Referring expression data:
* * * * * * * * *
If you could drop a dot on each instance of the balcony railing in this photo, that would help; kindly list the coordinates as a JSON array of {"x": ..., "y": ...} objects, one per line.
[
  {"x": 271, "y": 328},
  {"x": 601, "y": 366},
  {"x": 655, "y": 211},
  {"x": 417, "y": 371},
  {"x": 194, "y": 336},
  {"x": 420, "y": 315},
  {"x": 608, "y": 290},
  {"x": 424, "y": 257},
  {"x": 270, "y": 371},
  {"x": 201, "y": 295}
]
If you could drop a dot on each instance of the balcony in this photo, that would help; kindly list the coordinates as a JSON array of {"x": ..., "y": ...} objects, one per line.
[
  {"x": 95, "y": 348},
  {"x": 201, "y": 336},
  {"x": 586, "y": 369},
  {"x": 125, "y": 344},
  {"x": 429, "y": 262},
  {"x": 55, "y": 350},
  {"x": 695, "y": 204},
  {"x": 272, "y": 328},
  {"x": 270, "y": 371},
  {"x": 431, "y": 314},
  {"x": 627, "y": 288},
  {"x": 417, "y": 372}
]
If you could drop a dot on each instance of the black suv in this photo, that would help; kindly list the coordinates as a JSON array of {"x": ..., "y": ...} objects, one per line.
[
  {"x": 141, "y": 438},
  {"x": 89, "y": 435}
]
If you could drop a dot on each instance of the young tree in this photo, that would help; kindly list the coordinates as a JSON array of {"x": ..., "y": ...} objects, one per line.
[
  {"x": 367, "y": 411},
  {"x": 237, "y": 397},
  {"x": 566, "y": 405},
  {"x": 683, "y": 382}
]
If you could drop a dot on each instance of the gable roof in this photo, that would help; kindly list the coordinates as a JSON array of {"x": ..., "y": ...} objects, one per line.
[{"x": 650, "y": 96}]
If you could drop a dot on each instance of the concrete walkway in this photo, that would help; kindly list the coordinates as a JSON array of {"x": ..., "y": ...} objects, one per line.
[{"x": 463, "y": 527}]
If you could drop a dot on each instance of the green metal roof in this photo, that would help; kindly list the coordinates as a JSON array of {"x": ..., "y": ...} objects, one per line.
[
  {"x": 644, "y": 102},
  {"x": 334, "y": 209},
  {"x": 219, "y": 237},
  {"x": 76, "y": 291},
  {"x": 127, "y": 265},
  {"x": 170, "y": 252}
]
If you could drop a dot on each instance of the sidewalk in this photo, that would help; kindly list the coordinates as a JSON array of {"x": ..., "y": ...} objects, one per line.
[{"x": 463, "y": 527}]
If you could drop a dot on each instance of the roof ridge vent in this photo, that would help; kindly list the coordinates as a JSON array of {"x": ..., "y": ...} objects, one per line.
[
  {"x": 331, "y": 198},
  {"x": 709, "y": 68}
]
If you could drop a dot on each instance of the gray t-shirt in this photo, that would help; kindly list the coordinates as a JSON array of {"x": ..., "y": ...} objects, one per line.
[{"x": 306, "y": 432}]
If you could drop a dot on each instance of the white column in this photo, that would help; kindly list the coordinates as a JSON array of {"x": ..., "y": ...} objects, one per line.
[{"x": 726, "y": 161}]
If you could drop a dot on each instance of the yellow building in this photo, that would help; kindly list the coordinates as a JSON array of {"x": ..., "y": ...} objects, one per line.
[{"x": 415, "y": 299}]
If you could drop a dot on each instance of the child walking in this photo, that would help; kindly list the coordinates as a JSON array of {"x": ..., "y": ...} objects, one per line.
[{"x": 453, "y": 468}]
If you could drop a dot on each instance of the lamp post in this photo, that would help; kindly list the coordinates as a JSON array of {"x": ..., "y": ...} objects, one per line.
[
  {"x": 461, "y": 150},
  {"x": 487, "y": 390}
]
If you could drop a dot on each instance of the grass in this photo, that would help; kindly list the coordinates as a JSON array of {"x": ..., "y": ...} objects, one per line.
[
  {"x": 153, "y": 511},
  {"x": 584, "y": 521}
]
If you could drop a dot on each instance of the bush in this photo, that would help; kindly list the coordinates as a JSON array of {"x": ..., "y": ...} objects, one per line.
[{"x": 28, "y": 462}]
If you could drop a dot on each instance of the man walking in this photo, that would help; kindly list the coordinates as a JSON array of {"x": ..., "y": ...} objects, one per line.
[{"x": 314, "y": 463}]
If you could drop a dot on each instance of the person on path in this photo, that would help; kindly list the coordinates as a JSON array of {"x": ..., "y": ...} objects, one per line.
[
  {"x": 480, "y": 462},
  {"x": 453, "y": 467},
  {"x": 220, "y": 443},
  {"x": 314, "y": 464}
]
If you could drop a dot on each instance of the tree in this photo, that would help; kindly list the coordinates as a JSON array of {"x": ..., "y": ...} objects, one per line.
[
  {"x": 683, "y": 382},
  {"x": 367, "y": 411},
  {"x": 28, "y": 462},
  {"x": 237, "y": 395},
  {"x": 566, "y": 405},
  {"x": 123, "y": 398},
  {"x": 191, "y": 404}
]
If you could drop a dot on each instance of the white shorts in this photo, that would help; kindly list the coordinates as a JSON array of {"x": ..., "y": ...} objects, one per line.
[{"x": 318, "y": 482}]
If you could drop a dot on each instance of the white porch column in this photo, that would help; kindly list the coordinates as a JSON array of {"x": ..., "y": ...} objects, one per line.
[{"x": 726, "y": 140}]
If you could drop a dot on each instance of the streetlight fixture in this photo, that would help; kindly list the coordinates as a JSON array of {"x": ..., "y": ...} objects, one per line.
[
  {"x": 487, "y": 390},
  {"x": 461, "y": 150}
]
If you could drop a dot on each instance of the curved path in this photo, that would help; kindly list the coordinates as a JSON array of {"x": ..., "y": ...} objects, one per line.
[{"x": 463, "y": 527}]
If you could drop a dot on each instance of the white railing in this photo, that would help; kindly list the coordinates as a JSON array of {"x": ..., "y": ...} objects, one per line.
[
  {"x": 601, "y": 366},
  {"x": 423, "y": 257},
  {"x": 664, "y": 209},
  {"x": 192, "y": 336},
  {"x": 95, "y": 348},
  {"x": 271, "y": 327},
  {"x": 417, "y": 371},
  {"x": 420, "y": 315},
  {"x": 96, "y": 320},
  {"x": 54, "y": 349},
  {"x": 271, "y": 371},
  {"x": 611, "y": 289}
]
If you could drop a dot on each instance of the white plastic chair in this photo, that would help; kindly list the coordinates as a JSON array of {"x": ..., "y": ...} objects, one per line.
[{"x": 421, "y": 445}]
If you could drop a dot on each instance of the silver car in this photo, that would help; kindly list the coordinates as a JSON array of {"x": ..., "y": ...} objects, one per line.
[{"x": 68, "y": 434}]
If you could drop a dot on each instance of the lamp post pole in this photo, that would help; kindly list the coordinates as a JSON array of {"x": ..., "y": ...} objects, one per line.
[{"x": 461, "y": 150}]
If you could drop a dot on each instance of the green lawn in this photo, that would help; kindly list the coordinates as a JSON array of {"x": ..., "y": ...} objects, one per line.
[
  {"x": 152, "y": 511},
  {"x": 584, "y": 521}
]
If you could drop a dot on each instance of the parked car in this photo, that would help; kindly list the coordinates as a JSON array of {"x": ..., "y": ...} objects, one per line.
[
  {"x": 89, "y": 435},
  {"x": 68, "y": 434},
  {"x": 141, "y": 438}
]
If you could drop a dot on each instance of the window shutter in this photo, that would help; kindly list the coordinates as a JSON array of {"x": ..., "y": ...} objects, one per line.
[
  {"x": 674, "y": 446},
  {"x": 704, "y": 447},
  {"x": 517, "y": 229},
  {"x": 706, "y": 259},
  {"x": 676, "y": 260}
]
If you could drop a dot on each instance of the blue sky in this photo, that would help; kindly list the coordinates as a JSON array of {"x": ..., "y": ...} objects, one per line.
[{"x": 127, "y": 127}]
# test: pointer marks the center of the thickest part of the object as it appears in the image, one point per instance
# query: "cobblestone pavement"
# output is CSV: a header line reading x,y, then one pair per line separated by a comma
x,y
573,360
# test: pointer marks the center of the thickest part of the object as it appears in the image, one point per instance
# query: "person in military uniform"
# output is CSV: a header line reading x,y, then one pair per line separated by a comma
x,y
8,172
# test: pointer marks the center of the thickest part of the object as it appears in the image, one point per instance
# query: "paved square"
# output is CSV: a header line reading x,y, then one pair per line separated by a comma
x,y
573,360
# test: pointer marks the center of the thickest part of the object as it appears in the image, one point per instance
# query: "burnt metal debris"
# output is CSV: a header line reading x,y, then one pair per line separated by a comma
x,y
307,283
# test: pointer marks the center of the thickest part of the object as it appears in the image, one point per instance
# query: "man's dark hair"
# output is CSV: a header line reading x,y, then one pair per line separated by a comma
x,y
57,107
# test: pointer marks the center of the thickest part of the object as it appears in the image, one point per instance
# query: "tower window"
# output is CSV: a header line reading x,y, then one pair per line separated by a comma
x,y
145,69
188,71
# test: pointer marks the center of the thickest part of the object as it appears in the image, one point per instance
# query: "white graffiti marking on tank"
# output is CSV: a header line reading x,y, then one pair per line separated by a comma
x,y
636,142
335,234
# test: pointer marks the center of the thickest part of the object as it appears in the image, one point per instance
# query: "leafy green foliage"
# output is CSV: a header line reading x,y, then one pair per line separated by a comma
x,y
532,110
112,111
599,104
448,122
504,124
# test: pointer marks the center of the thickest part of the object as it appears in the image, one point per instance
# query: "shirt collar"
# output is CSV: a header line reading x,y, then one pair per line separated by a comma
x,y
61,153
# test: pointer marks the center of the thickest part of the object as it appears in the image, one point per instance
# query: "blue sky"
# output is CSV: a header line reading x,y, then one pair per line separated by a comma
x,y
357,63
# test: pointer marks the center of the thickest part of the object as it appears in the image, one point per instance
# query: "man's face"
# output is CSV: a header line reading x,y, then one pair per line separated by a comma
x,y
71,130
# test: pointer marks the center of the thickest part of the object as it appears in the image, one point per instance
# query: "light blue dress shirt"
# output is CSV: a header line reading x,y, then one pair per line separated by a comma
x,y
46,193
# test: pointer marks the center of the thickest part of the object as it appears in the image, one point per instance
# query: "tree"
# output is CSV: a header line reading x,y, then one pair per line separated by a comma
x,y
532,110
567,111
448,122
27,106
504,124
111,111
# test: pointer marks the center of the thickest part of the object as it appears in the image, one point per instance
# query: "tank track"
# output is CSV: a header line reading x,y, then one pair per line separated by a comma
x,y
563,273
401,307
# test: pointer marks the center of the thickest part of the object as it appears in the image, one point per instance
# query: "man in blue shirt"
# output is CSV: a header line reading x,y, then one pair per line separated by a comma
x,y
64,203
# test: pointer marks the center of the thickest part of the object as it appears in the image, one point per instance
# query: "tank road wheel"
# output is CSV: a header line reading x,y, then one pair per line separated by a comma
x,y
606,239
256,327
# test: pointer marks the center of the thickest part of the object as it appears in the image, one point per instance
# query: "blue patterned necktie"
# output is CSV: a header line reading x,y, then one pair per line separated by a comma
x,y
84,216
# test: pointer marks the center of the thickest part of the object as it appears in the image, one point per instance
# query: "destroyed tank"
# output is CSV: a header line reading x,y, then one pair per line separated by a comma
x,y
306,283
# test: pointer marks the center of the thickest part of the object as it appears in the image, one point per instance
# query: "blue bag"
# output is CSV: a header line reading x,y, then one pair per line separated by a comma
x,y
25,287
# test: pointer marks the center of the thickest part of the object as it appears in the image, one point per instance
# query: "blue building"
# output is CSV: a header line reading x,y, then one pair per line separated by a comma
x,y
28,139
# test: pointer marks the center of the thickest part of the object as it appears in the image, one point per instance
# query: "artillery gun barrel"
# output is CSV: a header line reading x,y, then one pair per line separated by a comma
* * * * * * * * *
◆ AIM OF THE EXERCISE ◆
State the number of lines in these entries that include the string "tank". Provide nothing beyond that number.

◆ EXERCISE ANSWER ◆
4